Task to complete
Reproduce verbatim the lines of the material below, beginning with the line that contains "In this picture, where can the white peony" and continuing through the line that contains "point(83, 184)", both of those lines included.

Records from a collection

........

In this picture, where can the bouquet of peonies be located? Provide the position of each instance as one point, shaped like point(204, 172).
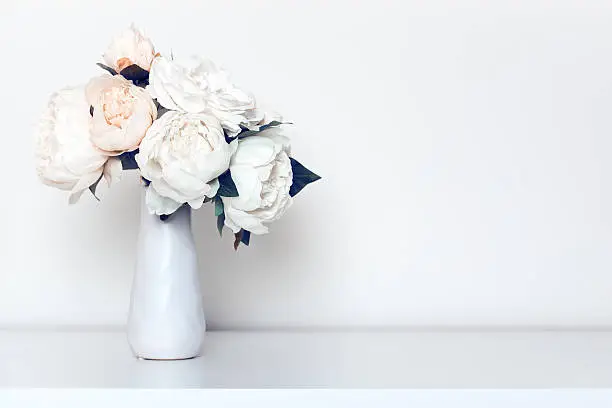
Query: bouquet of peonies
point(194, 135)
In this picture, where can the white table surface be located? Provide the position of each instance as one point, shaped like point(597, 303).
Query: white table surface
point(415, 360)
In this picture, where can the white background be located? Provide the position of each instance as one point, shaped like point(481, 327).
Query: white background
point(465, 149)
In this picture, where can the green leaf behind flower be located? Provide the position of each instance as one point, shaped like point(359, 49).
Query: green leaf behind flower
point(301, 177)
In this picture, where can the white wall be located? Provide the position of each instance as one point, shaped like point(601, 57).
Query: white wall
point(465, 151)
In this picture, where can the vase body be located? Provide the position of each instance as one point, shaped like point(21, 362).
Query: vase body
point(166, 319)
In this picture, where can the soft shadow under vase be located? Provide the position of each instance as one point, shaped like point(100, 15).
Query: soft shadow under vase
point(166, 320)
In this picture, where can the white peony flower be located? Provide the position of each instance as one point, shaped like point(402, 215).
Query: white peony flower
point(197, 85)
point(129, 48)
point(66, 158)
point(182, 155)
point(261, 170)
point(122, 113)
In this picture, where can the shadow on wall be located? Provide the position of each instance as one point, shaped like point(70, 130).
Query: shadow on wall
point(253, 285)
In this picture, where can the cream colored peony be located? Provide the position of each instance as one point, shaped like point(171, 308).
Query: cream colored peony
point(66, 158)
point(182, 155)
point(197, 85)
point(122, 113)
point(261, 170)
point(129, 48)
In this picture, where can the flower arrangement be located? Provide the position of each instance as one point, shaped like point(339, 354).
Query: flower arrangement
point(194, 136)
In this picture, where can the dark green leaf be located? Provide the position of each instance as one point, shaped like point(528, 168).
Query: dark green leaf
point(220, 223)
point(135, 74)
point(301, 177)
point(246, 237)
point(237, 239)
point(218, 207)
point(227, 188)
point(107, 68)
point(93, 188)
point(128, 160)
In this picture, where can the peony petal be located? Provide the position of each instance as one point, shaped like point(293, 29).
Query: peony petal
point(254, 151)
point(237, 219)
point(112, 171)
point(158, 204)
point(83, 184)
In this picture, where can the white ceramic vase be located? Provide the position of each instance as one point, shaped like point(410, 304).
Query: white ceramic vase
point(166, 320)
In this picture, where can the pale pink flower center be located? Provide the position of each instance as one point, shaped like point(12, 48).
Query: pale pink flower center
point(117, 105)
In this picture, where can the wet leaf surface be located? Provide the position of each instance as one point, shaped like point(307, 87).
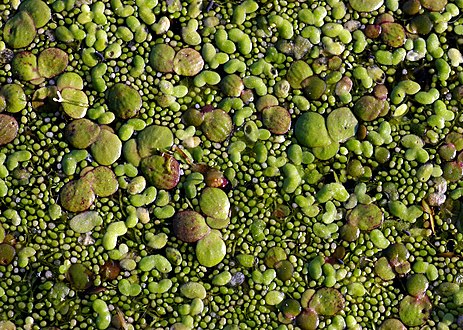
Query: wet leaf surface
point(414, 311)
point(161, 171)
point(8, 129)
point(81, 133)
point(19, 31)
point(189, 226)
point(76, 196)
point(327, 301)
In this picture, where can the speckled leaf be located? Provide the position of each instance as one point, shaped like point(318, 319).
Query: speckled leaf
point(308, 319)
point(24, 66)
point(277, 119)
point(8, 129)
point(76, 196)
point(393, 34)
point(211, 249)
point(366, 5)
point(310, 130)
point(85, 221)
point(42, 99)
point(124, 101)
point(341, 124)
point(189, 226)
point(19, 30)
point(15, 97)
point(384, 270)
point(162, 58)
point(434, 5)
point(75, 102)
point(7, 254)
point(214, 203)
point(217, 125)
point(392, 324)
point(349, 233)
point(154, 138)
point(103, 181)
point(81, 277)
point(51, 62)
point(327, 151)
point(368, 108)
point(313, 87)
point(327, 301)
point(107, 148)
point(163, 172)
point(81, 133)
point(130, 152)
point(366, 217)
point(414, 311)
point(417, 284)
point(297, 72)
point(232, 85)
point(70, 80)
point(188, 62)
point(39, 11)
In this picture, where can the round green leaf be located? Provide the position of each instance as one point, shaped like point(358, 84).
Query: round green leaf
point(211, 249)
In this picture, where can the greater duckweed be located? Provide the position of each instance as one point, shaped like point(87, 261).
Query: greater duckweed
point(231, 165)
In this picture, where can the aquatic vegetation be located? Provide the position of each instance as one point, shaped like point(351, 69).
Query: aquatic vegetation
point(273, 164)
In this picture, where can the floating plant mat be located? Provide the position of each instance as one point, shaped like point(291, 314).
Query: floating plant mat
point(244, 164)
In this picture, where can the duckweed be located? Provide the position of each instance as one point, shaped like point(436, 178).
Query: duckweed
point(236, 165)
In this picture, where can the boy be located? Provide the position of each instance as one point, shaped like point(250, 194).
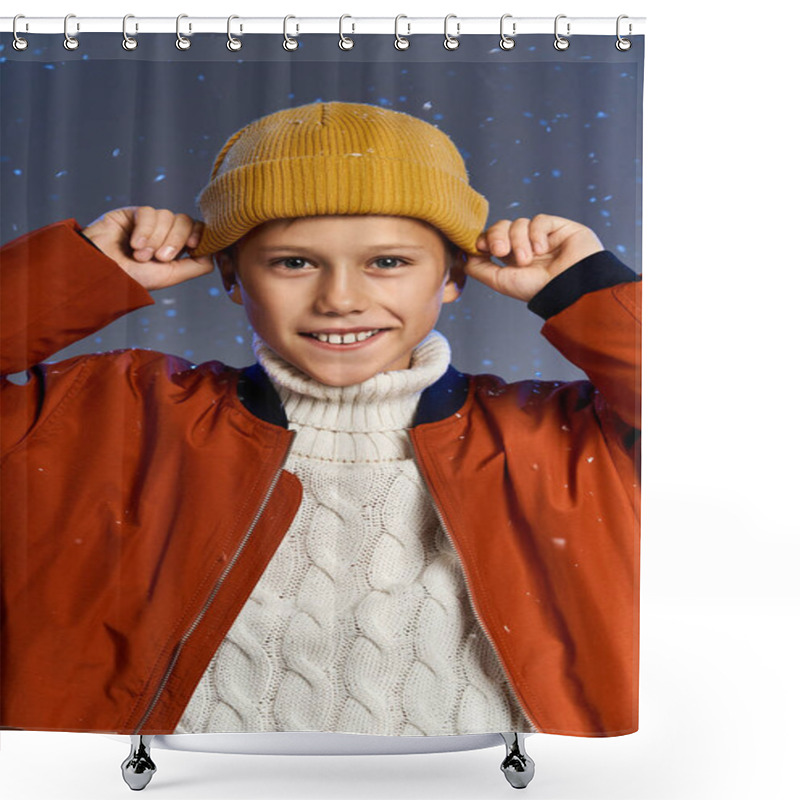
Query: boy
point(349, 535)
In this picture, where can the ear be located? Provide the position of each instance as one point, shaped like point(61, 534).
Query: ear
point(456, 279)
point(230, 281)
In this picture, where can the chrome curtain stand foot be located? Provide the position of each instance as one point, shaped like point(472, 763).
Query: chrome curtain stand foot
point(138, 768)
point(517, 766)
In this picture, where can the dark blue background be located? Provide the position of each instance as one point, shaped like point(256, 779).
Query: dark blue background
point(86, 131)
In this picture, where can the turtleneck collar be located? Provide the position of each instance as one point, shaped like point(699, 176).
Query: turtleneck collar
point(382, 404)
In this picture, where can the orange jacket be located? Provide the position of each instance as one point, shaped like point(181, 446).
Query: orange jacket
point(142, 498)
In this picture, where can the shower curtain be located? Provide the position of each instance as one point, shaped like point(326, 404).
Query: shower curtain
point(157, 579)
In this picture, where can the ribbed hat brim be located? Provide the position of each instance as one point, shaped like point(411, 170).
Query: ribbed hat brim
point(342, 184)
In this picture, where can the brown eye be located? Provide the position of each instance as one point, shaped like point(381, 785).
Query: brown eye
point(381, 263)
point(294, 263)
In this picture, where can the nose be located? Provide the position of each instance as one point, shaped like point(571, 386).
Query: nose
point(341, 291)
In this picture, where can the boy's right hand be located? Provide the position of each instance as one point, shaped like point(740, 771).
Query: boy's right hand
point(147, 243)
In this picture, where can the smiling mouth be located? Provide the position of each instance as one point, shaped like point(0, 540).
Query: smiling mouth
point(345, 338)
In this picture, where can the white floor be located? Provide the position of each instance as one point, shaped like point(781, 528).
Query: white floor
point(719, 705)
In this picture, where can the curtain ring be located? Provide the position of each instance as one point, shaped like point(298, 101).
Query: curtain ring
point(19, 42)
point(561, 43)
point(400, 42)
point(182, 43)
point(129, 42)
point(289, 43)
point(233, 44)
point(506, 42)
point(345, 42)
point(70, 42)
point(451, 42)
point(623, 44)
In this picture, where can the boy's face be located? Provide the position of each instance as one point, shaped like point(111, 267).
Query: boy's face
point(342, 298)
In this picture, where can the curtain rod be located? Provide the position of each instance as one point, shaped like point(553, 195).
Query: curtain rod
point(297, 25)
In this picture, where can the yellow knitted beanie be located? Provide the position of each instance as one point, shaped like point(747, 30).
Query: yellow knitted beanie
point(339, 158)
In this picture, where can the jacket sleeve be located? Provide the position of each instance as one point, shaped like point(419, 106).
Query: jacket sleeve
point(55, 288)
point(593, 317)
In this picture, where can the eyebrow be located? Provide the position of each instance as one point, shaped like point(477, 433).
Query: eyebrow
point(277, 248)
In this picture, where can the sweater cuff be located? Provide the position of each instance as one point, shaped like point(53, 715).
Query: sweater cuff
point(597, 271)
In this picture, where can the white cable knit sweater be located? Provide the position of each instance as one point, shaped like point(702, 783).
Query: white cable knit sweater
point(361, 622)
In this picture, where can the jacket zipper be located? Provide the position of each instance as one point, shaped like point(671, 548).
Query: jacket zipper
point(198, 618)
point(470, 597)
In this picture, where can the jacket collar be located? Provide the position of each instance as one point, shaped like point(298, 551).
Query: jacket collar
point(441, 399)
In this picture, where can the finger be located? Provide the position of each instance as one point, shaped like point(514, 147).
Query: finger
point(519, 235)
point(177, 238)
point(544, 232)
point(497, 238)
point(159, 223)
point(144, 223)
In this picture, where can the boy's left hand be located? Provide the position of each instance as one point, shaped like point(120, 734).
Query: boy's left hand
point(533, 251)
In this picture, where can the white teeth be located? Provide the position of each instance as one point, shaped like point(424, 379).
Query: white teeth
point(347, 338)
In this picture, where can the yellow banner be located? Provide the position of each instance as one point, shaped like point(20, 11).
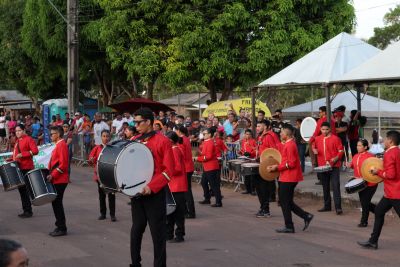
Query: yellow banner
point(221, 108)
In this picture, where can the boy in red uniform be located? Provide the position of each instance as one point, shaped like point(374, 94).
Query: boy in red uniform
point(93, 157)
point(24, 150)
point(329, 150)
point(290, 175)
point(58, 167)
point(150, 206)
point(266, 139)
point(208, 157)
point(391, 182)
point(178, 187)
point(186, 148)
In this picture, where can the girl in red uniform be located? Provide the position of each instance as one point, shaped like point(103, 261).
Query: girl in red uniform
point(208, 157)
point(93, 157)
point(178, 187)
point(59, 177)
point(366, 194)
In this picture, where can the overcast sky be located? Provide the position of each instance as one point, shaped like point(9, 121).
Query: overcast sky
point(370, 15)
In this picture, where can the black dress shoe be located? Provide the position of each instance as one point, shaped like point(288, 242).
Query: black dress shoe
point(324, 209)
point(58, 232)
point(307, 221)
point(25, 215)
point(368, 244)
point(285, 230)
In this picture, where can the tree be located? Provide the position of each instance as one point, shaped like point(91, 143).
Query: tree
point(388, 33)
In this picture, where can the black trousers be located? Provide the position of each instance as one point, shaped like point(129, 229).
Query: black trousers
point(189, 196)
point(212, 178)
point(326, 179)
point(383, 206)
point(149, 209)
point(24, 194)
point(102, 200)
point(177, 218)
point(263, 189)
point(286, 194)
point(249, 183)
point(58, 207)
point(366, 205)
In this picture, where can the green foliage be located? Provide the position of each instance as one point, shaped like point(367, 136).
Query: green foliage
point(390, 32)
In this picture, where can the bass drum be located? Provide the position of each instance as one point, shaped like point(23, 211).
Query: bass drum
point(125, 166)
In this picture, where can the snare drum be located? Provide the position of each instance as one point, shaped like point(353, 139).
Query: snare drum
point(11, 176)
point(125, 166)
point(355, 185)
point(322, 169)
point(250, 168)
point(40, 190)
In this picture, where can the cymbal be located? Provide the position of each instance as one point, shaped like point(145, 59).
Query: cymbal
point(264, 173)
point(271, 152)
point(366, 167)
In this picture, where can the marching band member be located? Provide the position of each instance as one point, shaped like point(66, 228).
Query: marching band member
point(248, 147)
point(189, 169)
point(391, 183)
point(178, 187)
point(266, 139)
point(93, 157)
point(150, 206)
point(208, 157)
point(290, 175)
point(24, 150)
point(329, 151)
point(58, 167)
point(366, 194)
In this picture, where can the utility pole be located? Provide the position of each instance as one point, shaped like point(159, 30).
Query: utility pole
point(73, 56)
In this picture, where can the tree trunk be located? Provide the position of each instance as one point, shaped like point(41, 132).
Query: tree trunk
point(228, 88)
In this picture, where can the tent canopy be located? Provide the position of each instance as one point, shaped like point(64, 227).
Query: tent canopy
point(324, 64)
point(369, 104)
point(221, 108)
point(382, 67)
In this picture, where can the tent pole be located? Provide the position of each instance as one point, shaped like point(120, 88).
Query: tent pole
point(328, 102)
point(379, 110)
point(253, 111)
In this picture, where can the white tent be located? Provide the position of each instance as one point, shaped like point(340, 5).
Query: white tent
point(372, 106)
point(325, 64)
point(385, 66)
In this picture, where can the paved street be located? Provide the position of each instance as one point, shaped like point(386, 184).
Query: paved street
point(228, 236)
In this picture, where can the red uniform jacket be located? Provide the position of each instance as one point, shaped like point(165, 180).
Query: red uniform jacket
point(317, 131)
point(329, 147)
point(178, 182)
point(58, 164)
point(161, 149)
point(220, 146)
point(27, 147)
point(93, 157)
point(290, 168)
point(208, 156)
point(268, 140)
point(248, 146)
point(357, 162)
point(187, 154)
point(391, 173)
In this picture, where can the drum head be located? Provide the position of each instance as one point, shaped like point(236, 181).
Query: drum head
point(134, 168)
point(307, 128)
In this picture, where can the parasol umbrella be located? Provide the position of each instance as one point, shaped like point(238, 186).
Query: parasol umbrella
point(134, 104)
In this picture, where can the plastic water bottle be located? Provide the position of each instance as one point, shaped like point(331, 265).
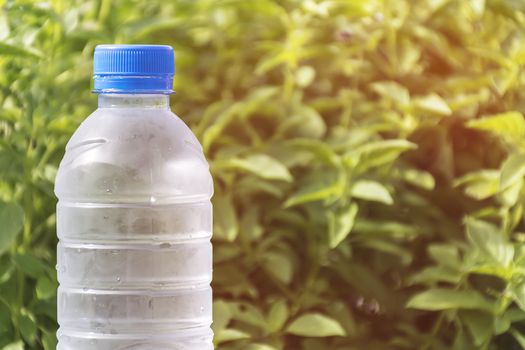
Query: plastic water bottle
point(134, 216)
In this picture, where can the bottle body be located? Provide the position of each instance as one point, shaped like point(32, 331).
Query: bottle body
point(134, 222)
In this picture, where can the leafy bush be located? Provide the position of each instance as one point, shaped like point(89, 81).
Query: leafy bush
point(368, 157)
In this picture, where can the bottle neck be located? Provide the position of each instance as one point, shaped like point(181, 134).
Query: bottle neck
point(157, 101)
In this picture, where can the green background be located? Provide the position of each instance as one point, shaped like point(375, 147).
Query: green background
point(368, 159)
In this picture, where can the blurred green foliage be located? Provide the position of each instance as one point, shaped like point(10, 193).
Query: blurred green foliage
point(369, 159)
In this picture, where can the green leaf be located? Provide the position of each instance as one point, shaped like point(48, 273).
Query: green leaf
point(225, 218)
point(449, 299)
point(11, 221)
point(225, 335)
point(261, 165)
point(315, 325)
point(371, 191)
point(509, 124)
point(433, 103)
point(45, 288)
point(19, 345)
point(17, 51)
point(379, 153)
point(340, 223)
point(512, 170)
point(490, 242)
point(30, 265)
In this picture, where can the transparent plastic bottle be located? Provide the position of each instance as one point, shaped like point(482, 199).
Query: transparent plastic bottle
point(134, 216)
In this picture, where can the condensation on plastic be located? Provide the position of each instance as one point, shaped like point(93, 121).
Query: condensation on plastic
point(134, 222)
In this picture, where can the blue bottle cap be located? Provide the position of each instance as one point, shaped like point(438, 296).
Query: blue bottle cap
point(133, 69)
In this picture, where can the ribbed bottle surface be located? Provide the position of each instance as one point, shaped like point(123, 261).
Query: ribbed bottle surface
point(134, 222)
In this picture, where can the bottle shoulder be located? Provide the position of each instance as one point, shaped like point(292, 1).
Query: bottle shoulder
point(133, 154)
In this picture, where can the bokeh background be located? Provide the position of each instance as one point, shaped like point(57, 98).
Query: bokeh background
point(368, 159)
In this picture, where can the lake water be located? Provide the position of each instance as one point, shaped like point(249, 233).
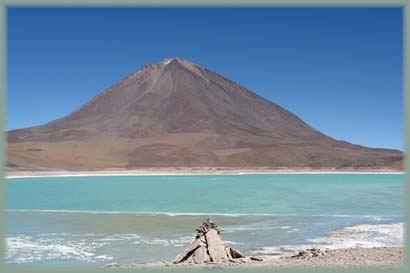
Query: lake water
point(91, 221)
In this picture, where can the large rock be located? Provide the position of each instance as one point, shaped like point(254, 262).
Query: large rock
point(208, 247)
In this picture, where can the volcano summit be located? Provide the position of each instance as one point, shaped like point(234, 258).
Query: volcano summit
point(180, 114)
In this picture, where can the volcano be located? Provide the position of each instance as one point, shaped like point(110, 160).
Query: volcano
point(180, 114)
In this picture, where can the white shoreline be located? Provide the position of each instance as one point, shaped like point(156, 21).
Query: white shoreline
point(189, 174)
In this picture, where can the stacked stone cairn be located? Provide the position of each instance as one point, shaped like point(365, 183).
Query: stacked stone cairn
point(208, 248)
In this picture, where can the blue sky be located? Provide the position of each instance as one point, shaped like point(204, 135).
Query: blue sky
point(339, 69)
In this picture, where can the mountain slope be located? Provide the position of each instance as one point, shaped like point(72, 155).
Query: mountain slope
point(177, 113)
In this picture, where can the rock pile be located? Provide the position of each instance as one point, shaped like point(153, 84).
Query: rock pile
point(209, 248)
point(311, 252)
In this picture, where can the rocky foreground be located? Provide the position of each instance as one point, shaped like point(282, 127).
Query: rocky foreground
point(342, 258)
point(208, 250)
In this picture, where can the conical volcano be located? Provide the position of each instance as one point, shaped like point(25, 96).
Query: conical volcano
point(176, 113)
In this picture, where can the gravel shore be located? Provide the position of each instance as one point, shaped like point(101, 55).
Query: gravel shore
point(349, 257)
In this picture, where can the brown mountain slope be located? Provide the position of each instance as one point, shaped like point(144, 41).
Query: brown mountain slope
point(180, 114)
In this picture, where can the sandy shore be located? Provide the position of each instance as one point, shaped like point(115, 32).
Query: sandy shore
point(349, 257)
point(189, 171)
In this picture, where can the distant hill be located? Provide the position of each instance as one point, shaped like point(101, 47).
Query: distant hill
point(177, 113)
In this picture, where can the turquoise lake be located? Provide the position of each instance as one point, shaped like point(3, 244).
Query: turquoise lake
point(91, 221)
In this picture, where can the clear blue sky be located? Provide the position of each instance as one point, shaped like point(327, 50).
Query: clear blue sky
point(340, 70)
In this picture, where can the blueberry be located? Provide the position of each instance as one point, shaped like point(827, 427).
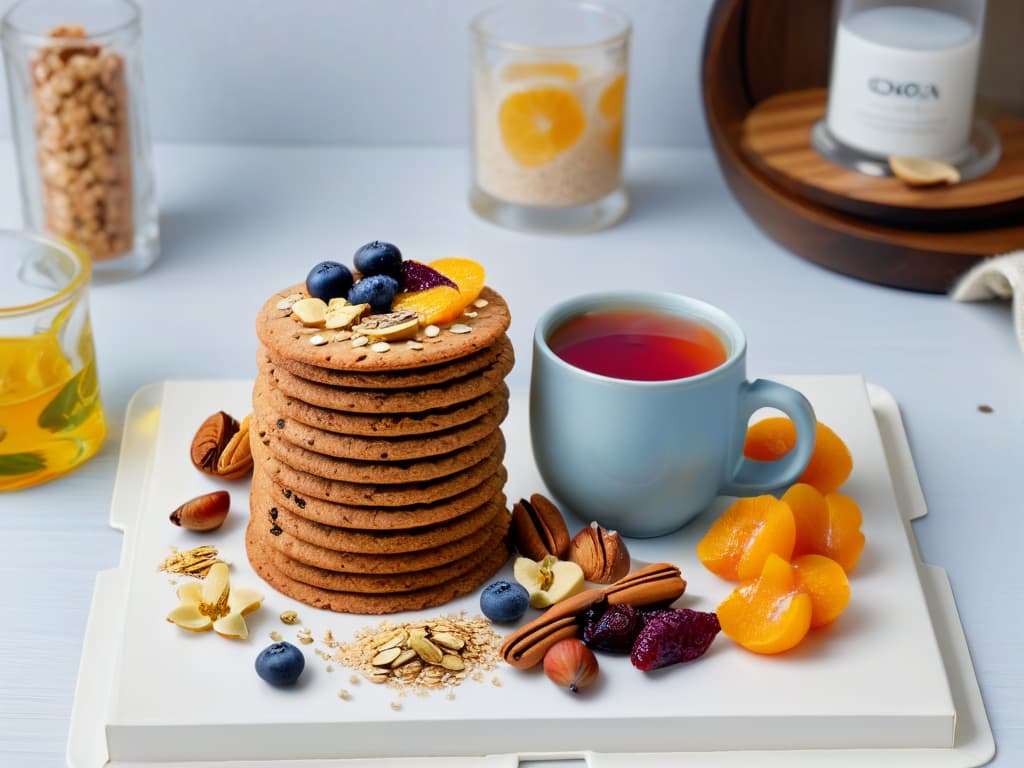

........

Response to this task
In this picture, where can the white peony flower be located? Provide the position of each instance as one point, shaped like point(402, 215).
Query: white peony flower
point(197, 85)
point(129, 48)
point(66, 158)
point(182, 155)
point(261, 170)
point(122, 113)
In this picture, where can the shadow on wall be located? Provide the position of each instance as one point, shaped like point(70, 130).
Query: shadow on wall
point(253, 285)
In this picture, where can the cream colored peony be located? Provide the position of each instance as one point, shaped like point(171, 308).
Query: cream colored peony
point(66, 158)
point(182, 155)
point(197, 85)
point(122, 113)
point(261, 170)
point(129, 48)
In this picture, where can the flower arrangement be located? Provide the position of each instance as one point, shaped like point(339, 354).
Query: flower arrangement
point(194, 136)
In this picture, where can the dark green leaf be located? Provide the position of each instance as one point, shaped like point(528, 168).
Query: dark green leaf
point(220, 223)
point(135, 74)
point(301, 177)
point(246, 237)
point(237, 239)
point(218, 207)
point(227, 188)
point(107, 68)
point(93, 188)
point(128, 160)
In this picture, where can the peony petal be located? Provide the position of each instance as one point, shaped like point(293, 29).
Query: peony petal
point(254, 151)
point(237, 219)
point(112, 171)
point(158, 204)
point(83, 184)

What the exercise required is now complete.